*DATA IN THIS EXERCISE*:
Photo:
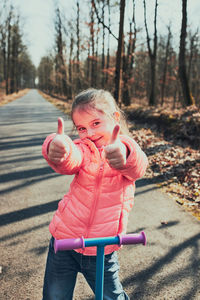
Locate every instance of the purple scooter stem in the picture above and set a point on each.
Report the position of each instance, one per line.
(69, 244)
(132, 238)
* * *
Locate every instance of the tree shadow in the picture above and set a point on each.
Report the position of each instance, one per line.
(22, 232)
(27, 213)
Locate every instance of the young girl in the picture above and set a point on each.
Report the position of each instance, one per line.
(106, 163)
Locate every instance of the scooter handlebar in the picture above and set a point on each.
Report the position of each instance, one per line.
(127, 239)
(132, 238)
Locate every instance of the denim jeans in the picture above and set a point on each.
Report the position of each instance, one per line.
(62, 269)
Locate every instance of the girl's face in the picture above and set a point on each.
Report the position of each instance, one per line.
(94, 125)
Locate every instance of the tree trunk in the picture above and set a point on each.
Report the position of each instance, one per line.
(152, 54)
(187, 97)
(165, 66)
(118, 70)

*EXERCISE GOAL*: How many lines in the records contain the string "above"? Reply with the number only.

*SOLVED EXERCISE*: 7